ASSIGNMENT 1: In the passage on neuromuscular transmission, which neurotransmitter is released by exocytosis?
ASSIGNMENT 2: List every event in the passage on neuromuscular transmission that mentions sodium.
ASSIGNMENT 3: Print the part of the passage on neuromuscular transmission starting at "Events involved in" and ending at "on the post-junctional membrane.".

PASSAGE:
····················

In this article we will discuss about the meaning and blocking of neuromuscular transmission.
Meaning of Neuromuscular Transmission:
It is the process by which the nerve action potential is converted into a muscle action potential.
Events involved in the neuromuscular transmission are:
i. Action potential reaching the motor neuron terminal.
ii. Depolarization of motor neuron terminal.
iii. Calcium ion influx into the terminals of the neuron.
iv. Synaptic vesicles binding to the pre-junctional membrane.
v. Release of neurotransmitter (acetylcholine—ACh) by exocytosis.
vi. Diffusion of ACh through the synaptic clefts.
vii. Binding of ACh to the receptors present on the post-junctional membrane.
viii. Opening of ligand-gated sodium channels at the end plate region of the post-junctional membrane.
ix. Slow influx of sodium ions.
x. Development of end plate potential.
xi. When end plate potential reaches sufficient value (firing level), there will be opening of the voltage- gated sodium channels at the extra-junctional region of the muscle.
xii. Sudden rush of sodium ions from ECF into ICF.

····················

SOURCE DATA:
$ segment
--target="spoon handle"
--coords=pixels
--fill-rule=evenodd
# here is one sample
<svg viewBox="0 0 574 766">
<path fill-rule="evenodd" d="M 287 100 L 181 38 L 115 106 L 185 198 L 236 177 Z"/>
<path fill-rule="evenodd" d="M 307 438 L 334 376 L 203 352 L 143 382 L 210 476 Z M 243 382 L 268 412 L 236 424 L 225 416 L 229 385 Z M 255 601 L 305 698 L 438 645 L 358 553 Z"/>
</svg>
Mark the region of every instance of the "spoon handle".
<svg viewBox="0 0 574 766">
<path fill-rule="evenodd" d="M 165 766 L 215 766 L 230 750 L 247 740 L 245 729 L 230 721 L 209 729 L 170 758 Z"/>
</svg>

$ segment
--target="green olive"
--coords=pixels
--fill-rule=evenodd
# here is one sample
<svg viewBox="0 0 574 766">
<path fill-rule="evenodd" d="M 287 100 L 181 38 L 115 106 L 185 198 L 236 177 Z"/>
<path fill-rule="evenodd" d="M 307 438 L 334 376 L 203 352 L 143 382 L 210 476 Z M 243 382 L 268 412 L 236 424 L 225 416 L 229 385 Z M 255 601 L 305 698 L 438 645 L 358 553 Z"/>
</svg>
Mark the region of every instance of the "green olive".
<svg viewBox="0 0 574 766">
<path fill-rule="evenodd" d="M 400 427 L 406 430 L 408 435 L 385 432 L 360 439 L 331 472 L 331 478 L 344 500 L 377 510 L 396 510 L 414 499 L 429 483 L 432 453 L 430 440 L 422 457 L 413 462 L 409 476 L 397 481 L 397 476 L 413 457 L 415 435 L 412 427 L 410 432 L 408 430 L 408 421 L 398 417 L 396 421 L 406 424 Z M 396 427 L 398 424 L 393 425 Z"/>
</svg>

····················

ANSWER 1: Acetylcholine (ACh).

ANSWER 2:
- Opening of ligand-gated sodium channels at the end plate region of the post-junctional membrane.
- Slow influx of sodium ions.
- When end plate potential reaches sufficient value (firing level), there will be opening of the voltage-gated sodium channels at the extra-junctional region of the muscle.
- Sudden rush of sodium ions from ECF into ICF.

ANSWER 3:
Events involved in the neuromuscular transmission are:
i. Action potential reaching the motor neuron terminal.
ii. Depolarization of motor neuron terminal.
iii. Calcium ion influx into the terminals of the neuron.
iv. Synaptic vesicles binding to the pre-junctional membrane.
v. Release of neurotransmitter (acetylcholine—ACh) by exocytosis.
vi. Diffusion of ACh through the synaptic clefts.
vii. Binding of ACh to the receptors present on the post-junctional membrane.